§ **What the exercise asks**: Return the lines of the entries below verbatim, starting with the line containing "Each instance of the parked" and going on through the last line of the entries. Include both of those lines and nothing else.

★ ★ ★ ★ ★

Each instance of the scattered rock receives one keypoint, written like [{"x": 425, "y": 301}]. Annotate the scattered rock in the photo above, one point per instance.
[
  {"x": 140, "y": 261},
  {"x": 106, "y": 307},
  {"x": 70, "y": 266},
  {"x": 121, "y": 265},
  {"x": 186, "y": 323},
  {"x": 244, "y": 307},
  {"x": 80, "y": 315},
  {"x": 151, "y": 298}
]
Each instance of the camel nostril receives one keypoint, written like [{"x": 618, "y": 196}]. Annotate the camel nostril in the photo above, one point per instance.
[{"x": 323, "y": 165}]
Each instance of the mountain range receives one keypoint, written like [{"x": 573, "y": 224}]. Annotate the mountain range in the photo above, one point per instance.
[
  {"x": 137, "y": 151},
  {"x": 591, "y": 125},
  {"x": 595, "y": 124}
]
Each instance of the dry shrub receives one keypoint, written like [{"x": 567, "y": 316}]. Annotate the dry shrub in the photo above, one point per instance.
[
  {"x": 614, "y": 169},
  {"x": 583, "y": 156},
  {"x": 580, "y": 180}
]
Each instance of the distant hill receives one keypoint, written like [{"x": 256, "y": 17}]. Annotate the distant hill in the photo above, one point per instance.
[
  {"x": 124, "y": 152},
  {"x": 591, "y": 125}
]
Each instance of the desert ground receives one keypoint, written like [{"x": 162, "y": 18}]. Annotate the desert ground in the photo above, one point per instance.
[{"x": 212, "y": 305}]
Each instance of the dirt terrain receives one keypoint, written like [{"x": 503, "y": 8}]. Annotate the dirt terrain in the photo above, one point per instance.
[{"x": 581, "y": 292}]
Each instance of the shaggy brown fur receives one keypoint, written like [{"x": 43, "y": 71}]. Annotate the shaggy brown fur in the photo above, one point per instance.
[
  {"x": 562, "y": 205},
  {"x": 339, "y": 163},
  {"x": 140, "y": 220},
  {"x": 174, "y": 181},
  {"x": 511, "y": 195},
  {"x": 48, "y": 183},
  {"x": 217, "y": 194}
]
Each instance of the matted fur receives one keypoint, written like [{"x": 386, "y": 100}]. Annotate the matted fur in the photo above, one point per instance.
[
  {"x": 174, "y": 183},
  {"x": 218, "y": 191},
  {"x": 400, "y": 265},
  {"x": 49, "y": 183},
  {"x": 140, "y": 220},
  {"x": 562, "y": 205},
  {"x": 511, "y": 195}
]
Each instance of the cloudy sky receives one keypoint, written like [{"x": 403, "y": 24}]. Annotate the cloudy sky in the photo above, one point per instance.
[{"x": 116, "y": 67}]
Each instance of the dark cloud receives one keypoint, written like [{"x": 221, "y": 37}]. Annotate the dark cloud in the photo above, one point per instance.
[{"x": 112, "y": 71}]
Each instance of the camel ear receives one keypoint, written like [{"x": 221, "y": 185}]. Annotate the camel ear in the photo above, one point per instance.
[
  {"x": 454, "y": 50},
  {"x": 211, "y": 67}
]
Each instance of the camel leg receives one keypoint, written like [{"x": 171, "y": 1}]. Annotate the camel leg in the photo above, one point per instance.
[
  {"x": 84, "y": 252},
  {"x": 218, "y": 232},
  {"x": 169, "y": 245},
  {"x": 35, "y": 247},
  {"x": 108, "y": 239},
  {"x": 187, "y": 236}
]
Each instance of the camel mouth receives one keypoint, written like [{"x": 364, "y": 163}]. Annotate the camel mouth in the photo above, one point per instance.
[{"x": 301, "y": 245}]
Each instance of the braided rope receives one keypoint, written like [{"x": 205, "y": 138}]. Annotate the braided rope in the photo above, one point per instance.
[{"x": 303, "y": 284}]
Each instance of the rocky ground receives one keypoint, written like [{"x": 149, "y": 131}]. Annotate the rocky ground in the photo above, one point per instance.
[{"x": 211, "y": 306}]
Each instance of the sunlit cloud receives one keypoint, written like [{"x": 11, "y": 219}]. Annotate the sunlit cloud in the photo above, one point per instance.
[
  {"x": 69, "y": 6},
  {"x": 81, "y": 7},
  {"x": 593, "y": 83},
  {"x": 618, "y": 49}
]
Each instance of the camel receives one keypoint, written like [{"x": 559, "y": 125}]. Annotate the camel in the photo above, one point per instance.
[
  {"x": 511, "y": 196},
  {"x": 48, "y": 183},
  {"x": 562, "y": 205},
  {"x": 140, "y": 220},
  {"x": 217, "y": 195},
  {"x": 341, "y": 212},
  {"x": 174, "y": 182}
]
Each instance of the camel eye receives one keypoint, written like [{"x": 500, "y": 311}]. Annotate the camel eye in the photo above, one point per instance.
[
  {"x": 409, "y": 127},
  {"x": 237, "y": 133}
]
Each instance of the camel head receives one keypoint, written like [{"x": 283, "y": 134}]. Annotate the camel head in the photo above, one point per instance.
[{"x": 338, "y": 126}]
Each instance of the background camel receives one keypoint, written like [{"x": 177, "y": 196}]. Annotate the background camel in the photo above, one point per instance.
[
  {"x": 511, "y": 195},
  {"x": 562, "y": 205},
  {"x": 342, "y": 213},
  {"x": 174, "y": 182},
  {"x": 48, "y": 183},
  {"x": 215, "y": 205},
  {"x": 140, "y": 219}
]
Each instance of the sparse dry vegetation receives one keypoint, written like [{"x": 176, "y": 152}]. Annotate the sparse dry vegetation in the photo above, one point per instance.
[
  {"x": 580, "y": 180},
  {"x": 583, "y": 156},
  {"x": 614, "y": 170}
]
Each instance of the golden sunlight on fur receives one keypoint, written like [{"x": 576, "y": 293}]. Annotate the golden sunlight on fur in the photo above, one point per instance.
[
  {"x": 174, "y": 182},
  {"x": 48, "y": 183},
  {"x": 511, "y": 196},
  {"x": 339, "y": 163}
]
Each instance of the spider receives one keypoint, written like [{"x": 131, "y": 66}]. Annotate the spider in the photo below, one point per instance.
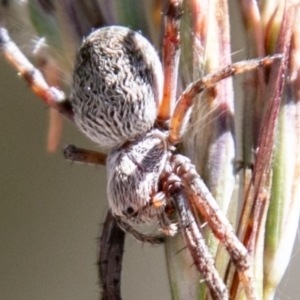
[{"x": 124, "y": 99}]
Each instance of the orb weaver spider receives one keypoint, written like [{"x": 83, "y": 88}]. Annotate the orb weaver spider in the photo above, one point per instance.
[{"x": 141, "y": 124}]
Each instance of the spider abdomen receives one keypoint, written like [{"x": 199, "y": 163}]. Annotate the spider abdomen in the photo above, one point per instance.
[
  {"x": 133, "y": 177},
  {"x": 117, "y": 84}
]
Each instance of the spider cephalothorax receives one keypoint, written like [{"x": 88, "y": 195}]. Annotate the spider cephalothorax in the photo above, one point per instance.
[
  {"x": 116, "y": 98},
  {"x": 119, "y": 97}
]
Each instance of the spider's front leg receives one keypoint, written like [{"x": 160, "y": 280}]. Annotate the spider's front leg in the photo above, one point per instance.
[{"x": 199, "y": 199}]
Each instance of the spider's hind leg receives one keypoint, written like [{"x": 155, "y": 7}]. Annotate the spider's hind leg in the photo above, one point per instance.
[
  {"x": 203, "y": 202},
  {"x": 151, "y": 239},
  {"x": 170, "y": 58},
  {"x": 196, "y": 243}
]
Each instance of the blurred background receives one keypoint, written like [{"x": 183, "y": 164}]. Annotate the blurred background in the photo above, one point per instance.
[{"x": 51, "y": 212}]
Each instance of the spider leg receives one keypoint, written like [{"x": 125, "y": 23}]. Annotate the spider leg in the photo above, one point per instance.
[
  {"x": 52, "y": 96},
  {"x": 196, "y": 244},
  {"x": 203, "y": 200},
  {"x": 111, "y": 251},
  {"x": 170, "y": 57},
  {"x": 84, "y": 156},
  {"x": 185, "y": 101},
  {"x": 139, "y": 236}
]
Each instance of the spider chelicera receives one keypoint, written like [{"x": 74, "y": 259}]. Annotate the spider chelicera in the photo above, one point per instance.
[{"x": 124, "y": 100}]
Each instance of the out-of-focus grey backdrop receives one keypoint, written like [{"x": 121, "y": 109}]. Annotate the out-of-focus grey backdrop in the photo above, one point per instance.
[{"x": 51, "y": 211}]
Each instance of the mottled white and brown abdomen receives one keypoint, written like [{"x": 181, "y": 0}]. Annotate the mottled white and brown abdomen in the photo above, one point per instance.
[{"x": 117, "y": 85}]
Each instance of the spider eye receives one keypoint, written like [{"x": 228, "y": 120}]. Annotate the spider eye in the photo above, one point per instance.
[{"x": 130, "y": 211}]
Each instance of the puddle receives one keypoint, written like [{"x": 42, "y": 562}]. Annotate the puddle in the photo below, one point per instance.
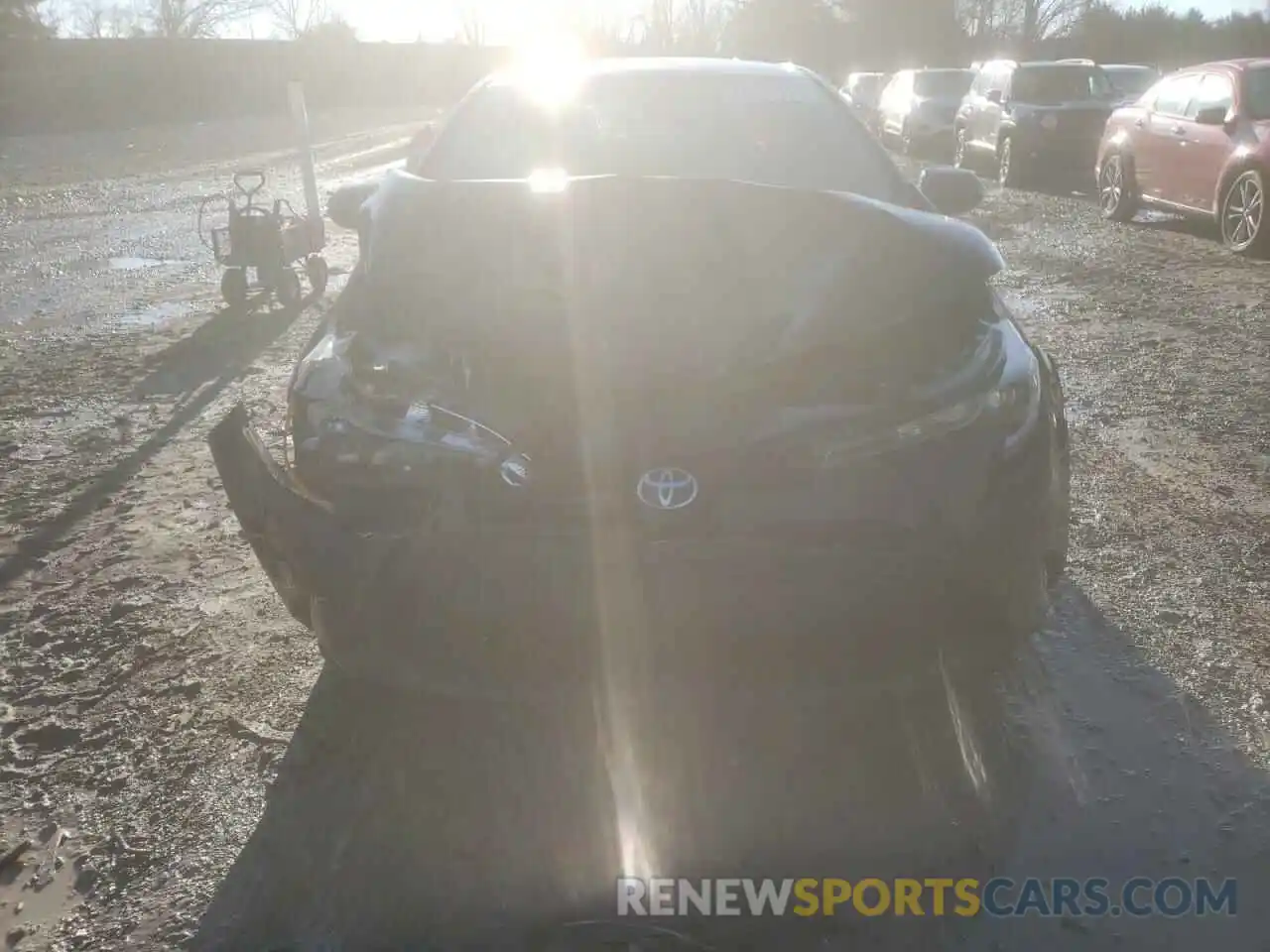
[
  {"x": 134, "y": 264},
  {"x": 155, "y": 315}
]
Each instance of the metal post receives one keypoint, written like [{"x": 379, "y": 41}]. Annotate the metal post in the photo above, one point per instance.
[{"x": 300, "y": 116}]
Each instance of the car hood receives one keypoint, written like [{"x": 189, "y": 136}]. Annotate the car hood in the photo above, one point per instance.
[{"x": 651, "y": 278}]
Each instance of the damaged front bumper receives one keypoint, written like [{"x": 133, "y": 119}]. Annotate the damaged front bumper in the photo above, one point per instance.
[{"x": 490, "y": 610}]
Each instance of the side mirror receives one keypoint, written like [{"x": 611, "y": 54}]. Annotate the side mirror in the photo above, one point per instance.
[
  {"x": 344, "y": 206},
  {"x": 951, "y": 190},
  {"x": 1213, "y": 116}
]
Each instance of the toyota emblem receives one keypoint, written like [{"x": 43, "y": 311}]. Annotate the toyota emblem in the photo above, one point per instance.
[{"x": 667, "y": 489}]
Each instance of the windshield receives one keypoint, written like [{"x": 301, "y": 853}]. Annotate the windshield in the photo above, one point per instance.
[
  {"x": 1256, "y": 93},
  {"x": 943, "y": 84},
  {"x": 867, "y": 85},
  {"x": 1052, "y": 85},
  {"x": 771, "y": 130},
  {"x": 1130, "y": 80}
]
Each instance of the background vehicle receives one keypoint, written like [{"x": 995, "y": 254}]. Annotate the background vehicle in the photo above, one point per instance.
[
  {"x": 420, "y": 146},
  {"x": 503, "y": 490},
  {"x": 1199, "y": 144},
  {"x": 862, "y": 90},
  {"x": 1130, "y": 80},
  {"x": 1033, "y": 119},
  {"x": 917, "y": 108}
]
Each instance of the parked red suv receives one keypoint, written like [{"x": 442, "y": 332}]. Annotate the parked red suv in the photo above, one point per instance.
[{"x": 1198, "y": 143}]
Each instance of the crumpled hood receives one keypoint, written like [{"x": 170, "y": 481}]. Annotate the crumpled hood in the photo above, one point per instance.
[{"x": 654, "y": 277}]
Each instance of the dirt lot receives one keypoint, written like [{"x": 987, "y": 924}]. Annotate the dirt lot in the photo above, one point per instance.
[{"x": 183, "y": 774}]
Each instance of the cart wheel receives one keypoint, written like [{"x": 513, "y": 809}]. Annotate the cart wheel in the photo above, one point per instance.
[
  {"x": 287, "y": 287},
  {"x": 234, "y": 287},
  {"x": 318, "y": 272}
]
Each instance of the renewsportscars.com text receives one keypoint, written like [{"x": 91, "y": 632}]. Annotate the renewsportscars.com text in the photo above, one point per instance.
[{"x": 1139, "y": 896}]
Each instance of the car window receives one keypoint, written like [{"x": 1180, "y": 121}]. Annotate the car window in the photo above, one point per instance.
[
  {"x": 1130, "y": 80},
  {"x": 1256, "y": 93},
  {"x": 1213, "y": 91},
  {"x": 943, "y": 84},
  {"x": 1057, "y": 84},
  {"x": 779, "y": 130},
  {"x": 1173, "y": 95}
]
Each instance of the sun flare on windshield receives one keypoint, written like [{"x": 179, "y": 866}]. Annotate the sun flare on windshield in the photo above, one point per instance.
[{"x": 549, "y": 68}]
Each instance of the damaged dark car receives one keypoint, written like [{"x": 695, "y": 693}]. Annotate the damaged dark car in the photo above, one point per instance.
[{"x": 674, "y": 382}]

★ ★ ★ ★ ★

§ **Task output**:
Each instance of the parked red suv receives one keypoint, written like [{"x": 442, "y": 332}]. Annotate the parked red suv in the photo above, one point per instance.
[{"x": 1198, "y": 143}]
Each instance of the crumpled hood receives one keypoint, written like [{"x": 170, "y": 481}]. Annotate the crumpled hood in the photo above, one point per instance.
[{"x": 654, "y": 277}]
Each instance of the dirt lot receives one keypoint, written like [{"x": 987, "y": 924}]. Annotate the dirt lot in the photo above, one point per instance.
[{"x": 183, "y": 774}]
Each instance of the cart wheel receives one keypoint, written like [{"x": 513, "y": 809}]. Annotate the cart wheel in the photo above, one point per instance.
[
  {"x": 287, "y": 287},
  {"x": 234, "y": 287},
  {"x": 318, "y": 272}
]
Each instance of the renewsportscars.com text receives one keypoint, written like [{"x": 91, "y": 632}]. Annotate the renewsportscars.com text in the photo above, one point per instance.
[{"x": 1139, "y": 896}]
Each instance of the car window receives one keypoint, written like [{"x": 1180, "y": 121}]. Annotate the car window in the photo above, one point per instance.
[
  {"x": 1130, "y": 80},
  {"x": 1256, "y": 93},
  {"x": 1213, "y": 91},
  {"x": 943, "y": 84},
  {"x": 1057, "y": 84},
  {"x": 779, "y": 130},
  {"x": 1173, "y": 95}
]
Each instance of the sun flare on windshield receives one keypoint, written like [{"x": 179, "y": 866}]. Annotate the sun flare on windshield in the photo above, one point per instance.
[{"x": 549, "y": 68}]
Each instance of the damaged dark car receives one keypoint, written like [{"x": 695, "y": 693}]. Annotate the damaged dark car in the photo above, one point per instance.
[{"x": 674, "y": 382}]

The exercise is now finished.